TO DO:
a – Answer these questions from the passage on the Nhan Van-Giai Pham affair:
(i) At which event did intellectuals openly demand greater freedom?
(ii) How does the passage describe the Van Nghe?
(iii) How many copies of the journal were the editors accused of failing to deposit, and with which office?
b – Translate this sentence from the passage on the Nhan Van-Giai Pham affair into Spanish: "After the Soviet suppression of the Hungarian revolt in early November 1956 and the outbreak of rural riot in Quynh Luu, the liberal stage of Nhan Van-Giai Pham ended."
c – Quote the passage on the Nhan Van-Giai Pham affair from "At the August" up to and including "writers and artists.".

DOCUMENT:
START

Domestically, a similarly liberal atmosphere dominated the Tenth Plenum of the VWP in September during which party leaders "correction of errors" of the land reform and called for a revival of "democratic rights" and the "people`s freedom." after that, many issues of Nhan Van and Giai Pham appeared, along with other independent journals came out intermittently, including Tram hoa (Hundred flowers), Noi that (Speak truth), Tap san phe binh (Criticism newsletter), Sang tao (Creativity), and Dai moi (New land).

At the August 1956 Conference of the Vietnamese Literary Association, intellectuals openly demanded greater freedom, just as their counterparts in China and the Soviet Union were doing at that time. In September, five issues of the independent journal Nhan Van were permitted to publish, along with many other private publications that rallied dissenting intellectuals and flooded news-stands, symbolized a unique time of liberalization was represented. In an attempt to influence these publishing ventures and to stop the wave of criticism, the Van Nghe, which was an official weekly newspaper for literature and the arts, published a "self-criticism" of Hoai Thanh. Nevertheless, in that period, the DRV held a provisional tolerate official stance toward the directness of the writers and artists.

=== Incomplete repression (Nov.1956-early 1957) ===
After the Soviet suppression of the Hungarian revolt in early November 1956 and the outbreak of rural riot in Quynh Luu, the liberal stage of Nhan Van-Giai Pham ended. Instead, the Viet Minh began to strike back against the intellectuals by publishing editorials and commentaries and even "letters from audiences" to condemn anti-socialist elements. In the meanwhile, government began to harass the editors of Nhan Van-Giai Pham by accusing them of breaking the law for failing to deposit three copies of the journal with the Central Press Office prior to publication.

END

STORED RECORDS:
START

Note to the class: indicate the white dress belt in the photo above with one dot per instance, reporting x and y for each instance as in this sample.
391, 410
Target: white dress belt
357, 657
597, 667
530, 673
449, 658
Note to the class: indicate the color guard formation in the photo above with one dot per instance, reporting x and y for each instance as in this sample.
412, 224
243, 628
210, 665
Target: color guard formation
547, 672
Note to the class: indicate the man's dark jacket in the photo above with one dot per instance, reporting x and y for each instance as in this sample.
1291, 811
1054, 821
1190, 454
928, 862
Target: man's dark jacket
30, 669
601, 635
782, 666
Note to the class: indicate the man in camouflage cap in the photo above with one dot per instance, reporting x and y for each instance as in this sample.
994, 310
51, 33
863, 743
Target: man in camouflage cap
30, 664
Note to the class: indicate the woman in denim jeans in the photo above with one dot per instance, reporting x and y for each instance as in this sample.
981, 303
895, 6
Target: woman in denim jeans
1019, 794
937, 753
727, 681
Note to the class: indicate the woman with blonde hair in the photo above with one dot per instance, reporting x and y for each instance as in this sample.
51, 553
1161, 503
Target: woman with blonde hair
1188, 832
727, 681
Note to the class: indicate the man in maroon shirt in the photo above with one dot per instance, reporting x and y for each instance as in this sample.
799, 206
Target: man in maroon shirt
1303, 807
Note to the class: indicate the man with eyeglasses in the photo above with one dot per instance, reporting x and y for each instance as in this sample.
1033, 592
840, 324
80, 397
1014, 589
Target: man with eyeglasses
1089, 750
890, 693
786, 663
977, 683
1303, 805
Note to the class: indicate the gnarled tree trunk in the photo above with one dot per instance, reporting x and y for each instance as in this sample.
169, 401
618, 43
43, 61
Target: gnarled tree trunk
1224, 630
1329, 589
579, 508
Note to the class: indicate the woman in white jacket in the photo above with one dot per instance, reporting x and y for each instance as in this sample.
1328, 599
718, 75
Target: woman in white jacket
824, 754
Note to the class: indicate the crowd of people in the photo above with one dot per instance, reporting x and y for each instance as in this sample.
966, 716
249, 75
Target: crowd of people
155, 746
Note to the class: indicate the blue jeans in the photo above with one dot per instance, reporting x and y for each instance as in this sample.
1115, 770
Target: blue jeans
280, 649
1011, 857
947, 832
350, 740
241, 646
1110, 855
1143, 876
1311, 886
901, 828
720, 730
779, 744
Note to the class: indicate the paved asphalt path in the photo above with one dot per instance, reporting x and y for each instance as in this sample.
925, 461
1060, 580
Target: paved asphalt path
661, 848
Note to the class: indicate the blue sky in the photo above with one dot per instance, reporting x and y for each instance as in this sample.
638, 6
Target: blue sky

END

FINAL ANSWERS:
a –
(i) The August 1956 Conference of the Vietnamese Literary Association.
(ii) An official weekly newspaper for literature and the arts.
(iii) Three copies, with the Central Press Office.

b – Tras la represión soviética de la revuelta húngara a principios de noviembre de 1956 y el estallido de disturbios rurales en Quynh Luu, terminó la etapa liberal de Nhan Van-Giai Pham.

c –
At the August 1956 Conference of the Vietnamese Literary Association, intellectuals openly demanded greater freedom, just as their counterparts in China and the Soviet Union were doing at that time. In September, five issues of the independent journal Nhan Van were permitted to publish, along with many other private publications that rallied dissenting intellectuals and flooded news-stands, symbolized a unique time of liberalization was represented. In an attempt to influence these publishing ventures and to stop the wave of criticism, the Van Nghe, which was an official weekly newspaper for literature and the arts, published a "self-criticism" of Hoai Thanh. Nevertheless, in that period, the DRV held a provisional tolerate official stance toward the directness of the writers and artists.